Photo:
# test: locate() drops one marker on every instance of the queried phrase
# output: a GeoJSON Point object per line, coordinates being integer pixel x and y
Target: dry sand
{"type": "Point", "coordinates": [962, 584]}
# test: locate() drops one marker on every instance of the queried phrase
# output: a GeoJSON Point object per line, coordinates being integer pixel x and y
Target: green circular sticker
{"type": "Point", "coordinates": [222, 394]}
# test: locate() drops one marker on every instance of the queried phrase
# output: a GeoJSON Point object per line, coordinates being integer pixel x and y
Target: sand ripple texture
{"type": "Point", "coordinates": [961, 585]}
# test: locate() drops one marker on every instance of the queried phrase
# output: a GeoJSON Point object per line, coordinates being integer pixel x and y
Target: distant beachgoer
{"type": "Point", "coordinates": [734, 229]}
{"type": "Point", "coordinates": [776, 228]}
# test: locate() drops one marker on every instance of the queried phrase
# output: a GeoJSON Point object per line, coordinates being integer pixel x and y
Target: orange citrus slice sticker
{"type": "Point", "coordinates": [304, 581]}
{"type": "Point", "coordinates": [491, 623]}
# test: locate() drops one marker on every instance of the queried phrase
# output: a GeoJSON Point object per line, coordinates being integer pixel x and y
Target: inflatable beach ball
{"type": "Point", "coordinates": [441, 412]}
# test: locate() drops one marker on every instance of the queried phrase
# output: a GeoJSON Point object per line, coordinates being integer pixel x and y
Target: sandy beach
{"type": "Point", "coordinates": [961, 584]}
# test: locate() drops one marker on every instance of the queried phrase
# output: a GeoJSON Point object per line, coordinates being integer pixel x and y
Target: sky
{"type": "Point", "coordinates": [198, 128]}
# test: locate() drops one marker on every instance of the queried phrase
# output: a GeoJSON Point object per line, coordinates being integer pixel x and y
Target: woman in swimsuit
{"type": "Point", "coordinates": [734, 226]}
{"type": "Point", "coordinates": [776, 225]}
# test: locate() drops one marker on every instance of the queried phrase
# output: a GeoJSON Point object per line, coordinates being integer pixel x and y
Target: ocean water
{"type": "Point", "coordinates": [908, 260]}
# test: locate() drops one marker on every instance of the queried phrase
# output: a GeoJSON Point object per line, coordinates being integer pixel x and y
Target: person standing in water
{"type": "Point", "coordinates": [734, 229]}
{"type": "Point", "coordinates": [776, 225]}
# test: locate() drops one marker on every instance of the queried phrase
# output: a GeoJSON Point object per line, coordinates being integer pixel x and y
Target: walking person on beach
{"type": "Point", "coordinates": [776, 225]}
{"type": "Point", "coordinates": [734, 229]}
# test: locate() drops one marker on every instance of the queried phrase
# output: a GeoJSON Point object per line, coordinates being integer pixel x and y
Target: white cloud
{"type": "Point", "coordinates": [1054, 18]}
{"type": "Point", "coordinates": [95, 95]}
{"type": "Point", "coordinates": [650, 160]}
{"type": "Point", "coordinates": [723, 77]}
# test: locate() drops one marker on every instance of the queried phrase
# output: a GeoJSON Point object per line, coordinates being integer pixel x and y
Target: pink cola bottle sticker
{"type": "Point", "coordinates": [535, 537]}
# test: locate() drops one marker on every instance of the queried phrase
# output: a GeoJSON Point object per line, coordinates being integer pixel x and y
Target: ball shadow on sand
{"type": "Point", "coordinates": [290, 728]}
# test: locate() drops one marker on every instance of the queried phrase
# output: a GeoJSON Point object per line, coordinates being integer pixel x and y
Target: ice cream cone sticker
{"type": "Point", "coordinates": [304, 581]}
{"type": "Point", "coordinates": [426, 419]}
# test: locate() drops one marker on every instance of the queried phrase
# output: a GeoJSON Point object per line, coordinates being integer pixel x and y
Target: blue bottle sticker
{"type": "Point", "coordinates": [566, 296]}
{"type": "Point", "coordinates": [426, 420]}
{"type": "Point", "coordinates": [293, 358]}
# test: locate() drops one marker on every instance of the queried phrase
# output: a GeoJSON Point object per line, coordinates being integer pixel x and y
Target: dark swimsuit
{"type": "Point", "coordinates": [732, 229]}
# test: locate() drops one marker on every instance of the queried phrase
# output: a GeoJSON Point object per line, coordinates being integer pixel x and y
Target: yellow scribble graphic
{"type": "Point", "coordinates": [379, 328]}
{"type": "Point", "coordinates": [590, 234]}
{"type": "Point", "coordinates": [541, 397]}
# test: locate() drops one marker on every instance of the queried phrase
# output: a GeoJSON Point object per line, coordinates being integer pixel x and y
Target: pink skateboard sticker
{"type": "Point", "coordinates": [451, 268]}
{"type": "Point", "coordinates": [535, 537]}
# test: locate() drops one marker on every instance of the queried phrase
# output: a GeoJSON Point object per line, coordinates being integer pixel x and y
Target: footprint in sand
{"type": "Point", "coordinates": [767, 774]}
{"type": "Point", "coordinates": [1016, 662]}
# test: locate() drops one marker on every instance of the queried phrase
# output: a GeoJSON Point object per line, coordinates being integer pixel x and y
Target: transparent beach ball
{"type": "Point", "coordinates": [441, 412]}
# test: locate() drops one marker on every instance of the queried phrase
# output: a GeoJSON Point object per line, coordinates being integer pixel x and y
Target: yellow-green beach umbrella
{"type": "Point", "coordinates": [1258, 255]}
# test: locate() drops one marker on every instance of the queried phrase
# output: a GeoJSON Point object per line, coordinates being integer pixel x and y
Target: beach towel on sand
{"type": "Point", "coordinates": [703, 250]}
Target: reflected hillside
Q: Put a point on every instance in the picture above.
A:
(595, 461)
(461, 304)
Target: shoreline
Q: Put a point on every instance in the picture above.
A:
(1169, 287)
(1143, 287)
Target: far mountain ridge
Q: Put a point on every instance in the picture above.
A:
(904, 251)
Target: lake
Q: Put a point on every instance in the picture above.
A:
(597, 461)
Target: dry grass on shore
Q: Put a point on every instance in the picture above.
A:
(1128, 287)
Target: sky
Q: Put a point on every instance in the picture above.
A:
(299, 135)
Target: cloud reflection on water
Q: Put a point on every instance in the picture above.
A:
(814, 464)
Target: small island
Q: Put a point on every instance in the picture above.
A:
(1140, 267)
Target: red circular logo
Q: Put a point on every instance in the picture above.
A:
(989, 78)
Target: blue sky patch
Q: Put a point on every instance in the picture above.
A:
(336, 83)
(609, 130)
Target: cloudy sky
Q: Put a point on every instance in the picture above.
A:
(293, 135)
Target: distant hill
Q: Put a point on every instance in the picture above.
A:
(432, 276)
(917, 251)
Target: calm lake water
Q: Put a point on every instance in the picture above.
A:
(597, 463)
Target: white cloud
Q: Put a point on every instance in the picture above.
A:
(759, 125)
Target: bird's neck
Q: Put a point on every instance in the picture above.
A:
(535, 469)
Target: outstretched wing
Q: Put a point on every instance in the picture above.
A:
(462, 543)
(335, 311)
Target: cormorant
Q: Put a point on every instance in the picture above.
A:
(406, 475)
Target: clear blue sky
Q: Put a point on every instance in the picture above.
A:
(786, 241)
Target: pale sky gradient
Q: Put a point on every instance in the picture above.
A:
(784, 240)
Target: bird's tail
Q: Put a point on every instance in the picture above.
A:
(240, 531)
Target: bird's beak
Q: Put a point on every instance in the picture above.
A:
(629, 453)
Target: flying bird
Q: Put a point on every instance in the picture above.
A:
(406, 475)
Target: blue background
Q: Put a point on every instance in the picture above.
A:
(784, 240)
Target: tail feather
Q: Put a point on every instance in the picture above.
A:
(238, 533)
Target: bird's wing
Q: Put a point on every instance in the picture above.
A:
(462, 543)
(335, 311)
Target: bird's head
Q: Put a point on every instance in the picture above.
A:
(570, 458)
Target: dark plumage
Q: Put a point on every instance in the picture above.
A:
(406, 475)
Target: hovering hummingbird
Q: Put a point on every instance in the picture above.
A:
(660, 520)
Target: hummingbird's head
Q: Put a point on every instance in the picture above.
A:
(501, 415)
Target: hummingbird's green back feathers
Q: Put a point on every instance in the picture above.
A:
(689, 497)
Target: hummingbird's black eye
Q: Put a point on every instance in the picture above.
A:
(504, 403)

════════

# Exercise prompt:
Give again, word for word, every line from the one holding "Target: bird's head" to the end of the data.

# Correct output:
Target: bird's head
Q: Put a point on every instance in the picture above.
A:
(570, 458)
Target: dark plumage
Q: Put a point on every instance in the picture above.
A:
(406, 475)
Target: hovering hummingbird
Q: Put a point on every instance in the picture above.
A:
(660, 520)
Target: hummingbird's head
Q: Put a point on every instance in the picture above.
A:
(501, 415)
Target: hummingbird's green back feathers
Q: Put a point on every instance in the picture above.
A:
(689, 497)
Target: hummingbird's black eye
Q: Put a point on every instance in the picture above.
A:
(504, 403)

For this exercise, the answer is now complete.